• Selected passage:
BEGIN

In September 2025, the npm ecosystem was hit by a major supply-chain compromise dubbed (Shai-Hulud) that CISA said spread through compromised developer accounts and malicious code injection into trusted packages. The significance was not just that malware existed in npm beause that has happened before but that the attack moved quickly through the trust relationships developers rely on every day.

For AI coding tools that install packages, plugins, or helper components from npm, that is exactly the kind of ecosystem-level failure that turned ordinary installs into security incidents.

Then in February 2026, researchers at Tenable documented a malicious npm package called ambar-src that was downloaded about 50,000 times before removal. The package used evasion techniques and delivered malware during installation, targeting developer machines across Windows, Linux, and macOS.

That story matters because it shows how little time a malicious package may need to do damage once it lands in a trusted registry and developer workflow.

On the MCP side, the risk stopped being hypothetical in April 2025, when Invariant Labs disclosed tool poisoning attacks: malicious instructions hidden in MCP tool descriptions that are visible to the model but effectively invisible to the user.

The AI agent can be nudged into unauthorized behavior, including exfiltrating sensitive data, even when the user sees only an innocent-looking tool name.

END

• Dataset content:

BEGIN

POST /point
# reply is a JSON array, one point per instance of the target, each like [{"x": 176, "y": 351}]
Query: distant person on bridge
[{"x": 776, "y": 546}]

END

• Work request A: In the passage on supply-chain and MCP attacks, copy out everything from "In September 2025, the" up to and including "Linux, and macOS.", replacing "malicious" with "harmful".
• Work request B: Write what comes next in the passage on supply-chain and MCP attacks, starting after its final sentence.
Nothing here depends on the material.

• Task output A:
In September 2025, the npm ecosystem was hit by a major supply-chain compromise dubbed (Shai-Hulud) that CISA said spread through compromised developer accounts and harmful code injection into trusted packages. The significance was not just that malware existed in npm beause that has happened before but that the attack moved quickly through the trust relationships developers rely on every day.

For AI coding tools that install packages, plugins, or helper components from npm, that is exactly the kind of ecosystem-level failure that turned ordinary installs into security incidents.

Then in February 2026, researchers at Tenable documented a harmful npm package called ambar-src that was downloaded about 50,000 times before removal. The package used evasion techniques and delivered malware during installation, targeting developer machines across Windows, Linux, and macOS.

• Task output B:
Emerging research suggests that highly autonomous AI agents do not always treat permissions as fixed boundaries; they can treat them as problems to solve. The March 2026 OpenDev paper emphasizes the difficulty of keeping terminal-native agents controllable, while research teams like NONO and Ona Veto are now building security products around the idea that agents may modify permissions or bypass weaker controls when given enough agency.

Reference Security Architecture (Theory)

All of this has inspired me to start working on a prototype that assists in enabling developers to build more secure AI Agent within containers that can assist in mitigating some, but not all, of these concerns. Additionally, I’m exploring overlaying this secure build pipeline with One Veto and NONO kernel level controls.

AI coding agents such as OpenCode and Claude Code can and often do operate with the same kinds of access a developer does on local corporate workstation. This needs to stop, and frankly does not support the long-term goals to adopt more AI Agents and automation.

When used improperly, these AI Agents can read files, run shell commands, call APIs and act on instructions pulled from project files, plugins, MCP servers, or prompts.

That makes them powerful, but it also means a single malicious dependency, poisoned tool description, or injected instruction can quickly expand into credential theft, unwanted code execution or broader host compromise.

My reference security architecture is built to reduce that blast radius through layered controls.

Instead of trusting the agent, the design assumes something will eventually fail and places safeguards at multiple points in the stack.

Secrets are fetched on the host and only the specific credentials needed for the session are securely injected into the container, so User Admin Vault tokens and or Admin cloud credentials never enter AI Agent access boundry.
Network egress is either forced through an allowlisted proxy or disabled entirely.
Containers run as non-root, with privileges dropped, resource limits enforced, and optional AppArmor restrictions applied.
At the top layer, stricter AI agent settings reduce risky file modification, shell execution, and tool use before lower-level controls even have to intervene.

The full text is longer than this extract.